- _PASSAGE GIVEN_:
Start
Irrigation pump numbers illustrate under-reporting by BP and U.S. govt.
A 4-inch pipe on a tractor PTO-powered pump can crank out around 35,000 barrel-equivalents per day. Considering the length of the Gulf oil gusher pipe, and the viscosity of the oil, an expert shows that the Coast Guard’s number for the reservoir pressure of 8-9,000 psi is far too low.
We all know that BP and the U.S. government have been low-balling the numbers for just how much oil is spewing from BP’s Gulf oil disaster. Doing doing a comparison to the irrigation pump industry can help show how dishonest they are being. At least so I thought until I called a professor from a local university, who ran some numbers for me and also explained the variables involved.
Paul Noel sent me a link today to http://gator-pump.com/specs.htm which shows how much water can be pumped by the various sizes of irrigation pumps they sell. According to Dale Lemmons, VP of Gator Pump, Inc., who I spoke with today, their numbers are all engineer tested and certified. They’ve been in business for 33 years.
According to the specs overview sheet, their smallest pump, the Sunfish, with just a 4 inch pipe, pumps 1150 gallons per minute (gpm) with 35 feet of head (uphill), using a 540 revolution per minute power takeoff from a tractor. (Note, the numbers for flow vary depending on head, horsepower, and rotation speed of the PTO.)
End
- _EXTRACTED MATERIAL_:
Start
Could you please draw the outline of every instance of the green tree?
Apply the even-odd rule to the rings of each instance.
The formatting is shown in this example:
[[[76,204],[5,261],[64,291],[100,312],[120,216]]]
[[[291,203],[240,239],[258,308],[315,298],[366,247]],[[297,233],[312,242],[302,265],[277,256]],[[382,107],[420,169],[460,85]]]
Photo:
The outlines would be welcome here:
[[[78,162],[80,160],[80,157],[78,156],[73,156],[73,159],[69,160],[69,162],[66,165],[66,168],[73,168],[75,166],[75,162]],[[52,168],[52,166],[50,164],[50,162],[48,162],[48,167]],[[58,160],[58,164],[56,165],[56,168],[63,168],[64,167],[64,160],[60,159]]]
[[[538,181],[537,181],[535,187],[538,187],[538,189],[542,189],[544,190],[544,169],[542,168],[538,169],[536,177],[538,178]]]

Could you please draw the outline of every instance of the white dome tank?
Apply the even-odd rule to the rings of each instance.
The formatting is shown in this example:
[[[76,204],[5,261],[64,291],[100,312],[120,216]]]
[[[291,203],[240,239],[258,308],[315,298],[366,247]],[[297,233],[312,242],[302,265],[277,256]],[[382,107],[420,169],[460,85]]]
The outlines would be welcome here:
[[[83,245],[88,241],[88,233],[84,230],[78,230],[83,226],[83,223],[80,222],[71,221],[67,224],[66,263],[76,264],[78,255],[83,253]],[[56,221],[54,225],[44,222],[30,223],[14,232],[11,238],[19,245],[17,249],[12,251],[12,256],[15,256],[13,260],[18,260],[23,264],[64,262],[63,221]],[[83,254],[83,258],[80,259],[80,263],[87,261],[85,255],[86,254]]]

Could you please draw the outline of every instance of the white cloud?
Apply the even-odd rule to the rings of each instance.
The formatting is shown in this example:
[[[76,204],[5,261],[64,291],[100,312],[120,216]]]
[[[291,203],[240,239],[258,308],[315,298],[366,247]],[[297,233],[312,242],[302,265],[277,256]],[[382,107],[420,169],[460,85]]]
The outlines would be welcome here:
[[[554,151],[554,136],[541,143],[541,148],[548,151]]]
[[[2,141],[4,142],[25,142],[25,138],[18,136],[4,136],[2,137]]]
End
- _WHAT THIS EXERCISE ASKS_:
- A) According to the irrigation pump article, how long has Gator Pump, Inc. been in business?
- B) List the factors that the irrigation pump article says the pump flow numbers vary with.
- C) Copy the irrigation pump article starting at the words "A 4-inch pipe" and stopping after "far too low.", renaming "tractor" to "truck".
The lines have no role in this work.

- _THE RESULTS_:
- A) 33 years.

- B) Head, horsepower, and rotation speed of the PTO.

- C)
A 4-inch pipe on a truck PTO-powered pump can crank out around 35,000 barrel-equivalents per day. Considering the length of the Gulf oil gusher pipe, and the viscosity of the oil, an expert shows that the Coast Guard’s number for the reservoir pressure of 8-9,000 psi is far too low.